*Supplied passage:*
'''

1. Who specifically is the "some woman"? Is she an employee, customer, supplier? Is she someone with whom your mother is in contact on a regular basis? You don't have to ask for names; just try to calmly discuss the issue to get more facts.

2. How did this woman "get" the Trust? If she obtained a copy of it, she would have access to information, but typically a trust doesn't itemize specific financial assets (or e.g., account numbers) unless allocations are delineated for specific heirs. So there would have to be a level of contact, documentation, etc., for someone to know what assets your mother has.

3. Does your mother actually has those kind of assets that could be manipulated by thieves? I'm not asking for details; I'm just wondering if someone working at a beauty salon has the level of assets that would attract a swindler.

4. The alleged thief/thieves would need more detail on what financial assets existed in order to swindle your mother, because if there were no assets available, there's nothing to steal. How did THIS happen? Were there any visitors to your mother's home who might have been suspicious?

5. Do you have a DPOA from your mother that would allow you to access her financial records to verify the thefts?

6. No proof - therein lies the problem.


If you have access to your mother's financial records, start there to build a paper trail demonstrating what assets have been swindled.

You'll also need to be more specific about the "organized scammers"... If it was a group, consortium...just a few people ...it's hard if your mother won't reveal details, but if there is an organized group, the state police might also need to be involved, after you get details.

'''

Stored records

'''

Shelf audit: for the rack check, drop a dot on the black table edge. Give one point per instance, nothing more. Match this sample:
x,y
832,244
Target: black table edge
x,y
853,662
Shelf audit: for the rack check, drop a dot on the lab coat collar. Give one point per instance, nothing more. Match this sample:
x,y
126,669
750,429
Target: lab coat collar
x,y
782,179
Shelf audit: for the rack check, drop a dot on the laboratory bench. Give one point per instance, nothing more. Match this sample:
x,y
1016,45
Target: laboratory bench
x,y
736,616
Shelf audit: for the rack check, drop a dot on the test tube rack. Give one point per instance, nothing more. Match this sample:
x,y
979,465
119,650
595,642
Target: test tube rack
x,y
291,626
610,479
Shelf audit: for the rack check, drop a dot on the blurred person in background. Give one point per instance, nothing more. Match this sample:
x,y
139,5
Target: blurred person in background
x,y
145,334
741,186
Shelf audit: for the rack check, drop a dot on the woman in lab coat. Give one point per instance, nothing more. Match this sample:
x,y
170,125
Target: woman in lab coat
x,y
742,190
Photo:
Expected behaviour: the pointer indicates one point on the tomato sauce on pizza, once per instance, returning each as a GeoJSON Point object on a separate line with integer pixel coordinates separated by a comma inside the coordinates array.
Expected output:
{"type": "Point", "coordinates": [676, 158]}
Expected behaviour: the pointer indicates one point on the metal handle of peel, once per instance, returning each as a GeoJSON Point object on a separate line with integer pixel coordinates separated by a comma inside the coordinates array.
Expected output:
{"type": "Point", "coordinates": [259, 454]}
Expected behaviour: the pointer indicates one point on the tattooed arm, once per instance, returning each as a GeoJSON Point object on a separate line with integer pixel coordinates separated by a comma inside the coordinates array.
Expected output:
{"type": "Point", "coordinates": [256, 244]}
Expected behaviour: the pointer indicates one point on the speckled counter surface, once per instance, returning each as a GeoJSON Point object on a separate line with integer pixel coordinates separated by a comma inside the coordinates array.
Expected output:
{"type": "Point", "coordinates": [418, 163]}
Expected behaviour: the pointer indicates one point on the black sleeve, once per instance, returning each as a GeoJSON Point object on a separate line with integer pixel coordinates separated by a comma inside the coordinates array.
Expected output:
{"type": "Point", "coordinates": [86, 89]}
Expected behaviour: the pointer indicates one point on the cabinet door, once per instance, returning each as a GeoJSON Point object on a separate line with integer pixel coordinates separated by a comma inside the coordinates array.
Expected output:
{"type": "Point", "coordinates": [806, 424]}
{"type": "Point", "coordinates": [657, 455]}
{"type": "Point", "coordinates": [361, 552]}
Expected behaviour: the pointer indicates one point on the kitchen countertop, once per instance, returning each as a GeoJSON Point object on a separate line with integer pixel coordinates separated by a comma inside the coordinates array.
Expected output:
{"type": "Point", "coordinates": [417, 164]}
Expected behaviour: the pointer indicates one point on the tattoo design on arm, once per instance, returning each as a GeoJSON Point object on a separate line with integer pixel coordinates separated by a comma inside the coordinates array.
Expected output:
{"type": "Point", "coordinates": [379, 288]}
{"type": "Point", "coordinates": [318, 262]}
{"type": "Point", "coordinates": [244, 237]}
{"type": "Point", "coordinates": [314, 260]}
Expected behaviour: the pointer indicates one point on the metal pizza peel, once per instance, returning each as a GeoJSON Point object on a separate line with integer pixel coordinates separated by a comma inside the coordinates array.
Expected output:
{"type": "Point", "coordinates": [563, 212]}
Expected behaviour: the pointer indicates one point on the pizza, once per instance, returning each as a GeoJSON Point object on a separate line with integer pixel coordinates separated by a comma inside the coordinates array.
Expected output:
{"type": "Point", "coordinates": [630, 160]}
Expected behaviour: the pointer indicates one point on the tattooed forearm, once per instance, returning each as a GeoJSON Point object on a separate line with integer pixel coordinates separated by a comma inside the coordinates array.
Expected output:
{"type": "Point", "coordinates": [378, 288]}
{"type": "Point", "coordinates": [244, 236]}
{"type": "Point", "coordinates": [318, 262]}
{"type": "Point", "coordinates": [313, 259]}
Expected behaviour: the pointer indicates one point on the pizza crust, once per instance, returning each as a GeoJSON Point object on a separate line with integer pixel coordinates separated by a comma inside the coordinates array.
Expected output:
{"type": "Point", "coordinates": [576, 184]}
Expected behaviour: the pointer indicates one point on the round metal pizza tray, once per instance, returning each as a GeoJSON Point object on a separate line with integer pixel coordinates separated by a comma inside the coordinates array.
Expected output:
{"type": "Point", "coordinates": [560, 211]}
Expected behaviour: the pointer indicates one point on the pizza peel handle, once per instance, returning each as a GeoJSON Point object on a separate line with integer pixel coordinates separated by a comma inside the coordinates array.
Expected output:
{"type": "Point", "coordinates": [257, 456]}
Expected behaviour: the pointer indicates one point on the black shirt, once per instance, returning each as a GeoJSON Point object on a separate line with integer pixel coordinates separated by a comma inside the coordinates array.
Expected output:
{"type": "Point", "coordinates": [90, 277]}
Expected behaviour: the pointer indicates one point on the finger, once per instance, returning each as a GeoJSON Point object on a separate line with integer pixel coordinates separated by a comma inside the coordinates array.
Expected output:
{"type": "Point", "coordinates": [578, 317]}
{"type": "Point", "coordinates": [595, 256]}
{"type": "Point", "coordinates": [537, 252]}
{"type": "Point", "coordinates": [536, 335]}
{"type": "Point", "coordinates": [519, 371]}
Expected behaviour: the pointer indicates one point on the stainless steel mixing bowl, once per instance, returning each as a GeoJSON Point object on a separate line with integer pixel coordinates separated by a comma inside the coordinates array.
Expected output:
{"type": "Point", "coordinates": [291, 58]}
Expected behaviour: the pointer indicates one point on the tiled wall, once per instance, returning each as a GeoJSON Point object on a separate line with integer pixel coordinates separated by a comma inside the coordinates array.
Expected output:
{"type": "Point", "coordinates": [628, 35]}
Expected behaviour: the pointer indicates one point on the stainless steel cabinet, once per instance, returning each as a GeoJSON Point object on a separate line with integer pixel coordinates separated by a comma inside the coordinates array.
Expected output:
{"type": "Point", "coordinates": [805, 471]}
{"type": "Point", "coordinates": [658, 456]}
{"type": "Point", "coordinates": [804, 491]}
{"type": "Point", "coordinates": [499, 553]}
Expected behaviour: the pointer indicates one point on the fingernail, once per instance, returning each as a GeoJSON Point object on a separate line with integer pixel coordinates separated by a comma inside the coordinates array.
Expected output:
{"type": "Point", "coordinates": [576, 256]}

'''

*What you need to do:*
A) Answer these questions using the reply about the suspected swindle:
(i) What does a trust typically not itemize, according to the reply?
(ii) What document does the writer ask about, one that would allow access to the mother's financial records?
(iii) Who might also need to be involved if there is an organized group?
B) Reproduce the reply about the suspected swindle word for word, from "6. No proof" up to and including "you get details.".

*Solution list:*
A)
(i) Specific financial assets (or account numbers), unless allocations are delineated for specific heirs.
(ii) A DPOA from the mother.
(iii) The state police.

B)
6. No proof - therein lies the problem.


If you have access to your mother's financial records, start there to build a paper trail demonstrating what assets have been swindled.

You'll also need to be more specific about the "organized scammers"... If it was a group, consortium...just a few people ...it's hard if your mother won't reveal details, but if there is an organized group, the state police might also need to be involved, after you get details.